#### Given data ####

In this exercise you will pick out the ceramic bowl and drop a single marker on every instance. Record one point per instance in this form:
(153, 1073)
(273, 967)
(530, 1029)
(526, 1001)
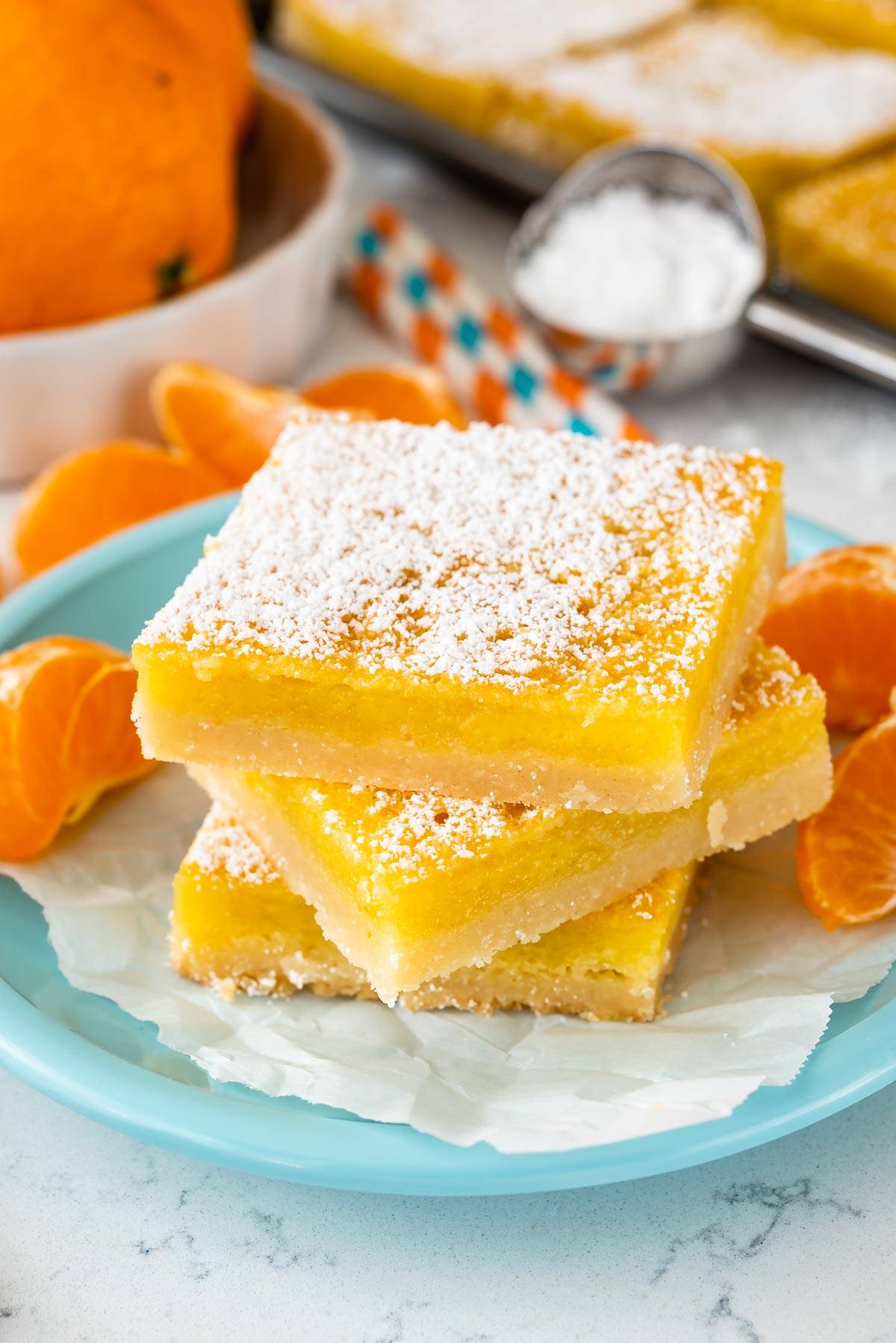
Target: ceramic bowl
(75, 385)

####

> Instructions to follow
Every record must be returned exactly. Leave its pictures out.

> Answer to this task
In this exercise you will pick out the ceramic bowl and drop a single marker on every instance. Record one point per instance in this form:
(153, 1073)
(273, 967)
(530, 1029)
(526, 1001)
Target: ceramic bowl
(75, 385)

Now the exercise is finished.